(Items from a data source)
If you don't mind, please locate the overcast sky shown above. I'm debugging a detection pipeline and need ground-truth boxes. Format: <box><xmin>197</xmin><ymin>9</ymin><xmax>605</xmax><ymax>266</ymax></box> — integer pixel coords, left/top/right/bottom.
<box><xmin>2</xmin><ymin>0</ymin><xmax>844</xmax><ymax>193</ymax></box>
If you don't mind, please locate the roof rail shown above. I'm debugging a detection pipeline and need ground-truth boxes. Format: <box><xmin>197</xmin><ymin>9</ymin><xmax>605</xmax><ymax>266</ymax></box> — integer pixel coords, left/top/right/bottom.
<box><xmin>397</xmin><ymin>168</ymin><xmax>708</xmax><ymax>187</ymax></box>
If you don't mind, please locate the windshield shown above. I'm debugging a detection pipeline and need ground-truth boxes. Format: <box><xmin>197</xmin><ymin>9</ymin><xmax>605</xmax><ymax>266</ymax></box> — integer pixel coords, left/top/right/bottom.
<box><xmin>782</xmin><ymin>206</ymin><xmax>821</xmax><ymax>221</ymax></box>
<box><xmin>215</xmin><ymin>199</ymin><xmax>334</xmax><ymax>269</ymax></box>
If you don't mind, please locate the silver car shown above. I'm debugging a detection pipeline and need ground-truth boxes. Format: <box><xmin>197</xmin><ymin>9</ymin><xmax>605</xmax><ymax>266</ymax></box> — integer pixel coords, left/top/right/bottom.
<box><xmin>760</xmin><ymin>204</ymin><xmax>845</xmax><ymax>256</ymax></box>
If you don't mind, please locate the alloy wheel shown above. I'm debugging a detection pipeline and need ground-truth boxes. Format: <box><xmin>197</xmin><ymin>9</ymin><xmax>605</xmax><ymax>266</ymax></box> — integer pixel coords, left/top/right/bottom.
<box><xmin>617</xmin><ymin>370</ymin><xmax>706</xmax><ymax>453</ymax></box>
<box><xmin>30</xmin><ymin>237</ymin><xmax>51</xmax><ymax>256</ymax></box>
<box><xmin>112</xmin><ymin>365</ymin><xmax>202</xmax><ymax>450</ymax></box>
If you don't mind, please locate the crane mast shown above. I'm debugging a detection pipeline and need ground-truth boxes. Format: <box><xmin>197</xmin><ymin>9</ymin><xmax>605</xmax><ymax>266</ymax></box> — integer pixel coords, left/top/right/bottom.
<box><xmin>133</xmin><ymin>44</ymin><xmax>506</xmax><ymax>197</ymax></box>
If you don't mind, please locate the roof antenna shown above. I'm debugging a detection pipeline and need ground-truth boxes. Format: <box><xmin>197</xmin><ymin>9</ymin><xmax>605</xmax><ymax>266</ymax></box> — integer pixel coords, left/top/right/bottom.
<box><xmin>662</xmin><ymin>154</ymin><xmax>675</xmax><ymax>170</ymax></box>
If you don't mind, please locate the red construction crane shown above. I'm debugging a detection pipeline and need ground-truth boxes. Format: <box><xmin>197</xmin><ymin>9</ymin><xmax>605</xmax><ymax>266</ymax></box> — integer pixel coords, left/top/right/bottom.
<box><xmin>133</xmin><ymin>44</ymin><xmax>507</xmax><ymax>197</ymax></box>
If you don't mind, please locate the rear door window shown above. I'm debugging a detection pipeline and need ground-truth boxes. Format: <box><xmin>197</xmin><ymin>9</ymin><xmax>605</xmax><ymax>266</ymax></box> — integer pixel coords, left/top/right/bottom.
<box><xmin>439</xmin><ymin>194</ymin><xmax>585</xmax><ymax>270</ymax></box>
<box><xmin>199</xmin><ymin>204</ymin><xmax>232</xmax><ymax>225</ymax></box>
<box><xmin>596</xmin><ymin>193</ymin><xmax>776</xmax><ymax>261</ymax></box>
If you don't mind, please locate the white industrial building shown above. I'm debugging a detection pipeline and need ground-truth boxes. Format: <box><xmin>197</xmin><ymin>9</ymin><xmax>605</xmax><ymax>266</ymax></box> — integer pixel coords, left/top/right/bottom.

_EXERCISE AIM_: Reproduce exactly the lines from the one containing "If you don't mind, please locate the red" through the last line of the records above, including both, and nothing else.

_RESULT FOR THIS TASK_:
If you don't mind, please locate the red construction crane shown above. I'm debugging a detection pipeline and need ground-truth boxes. Format: <box><xmin>197</xmin><ymin>9</ymin><xmax>605</xmax><ymax>266</ymax></box> — integer pixel coords, left/top/right/bottom.
<box><xmin>133</xmin><ymin>44</ymin><xmax>507</xmax><ymax>197</ymax></box>
If you don't mind, please locate the rear door window shown above. I'm debugging a detection pipeline and need ground-truth boxes. Format: <box><xmin>197</xmin><ymin>9</ymin><xmax>605</xmax><ymax>266</ymax></box> — integer pixel coords, left/top/right/bottom.
<box><xmin>439</xmin><ymin>194</ymin><xmax>585</xmax><ymax>270</ymax></box>
<box><xmin>199</xmin><ymin>204</ymin><xmax>232</xmax><ymax>225</ymax></box>
<box><xmin>596</xmin><ymin>193</ymin><xmax>776</xmax><ymax>261</ymax></box>
If you don't mind, please locate the white industrial building shown above. I'm debugging a detection pipeline and need ground-truth boxes. Format: <box><xmin>197</xmin><ymin>9</ymin><xmax>605</xmax><ymax>266</ymax></box> — integer pixel coords, left/top/right/bottom.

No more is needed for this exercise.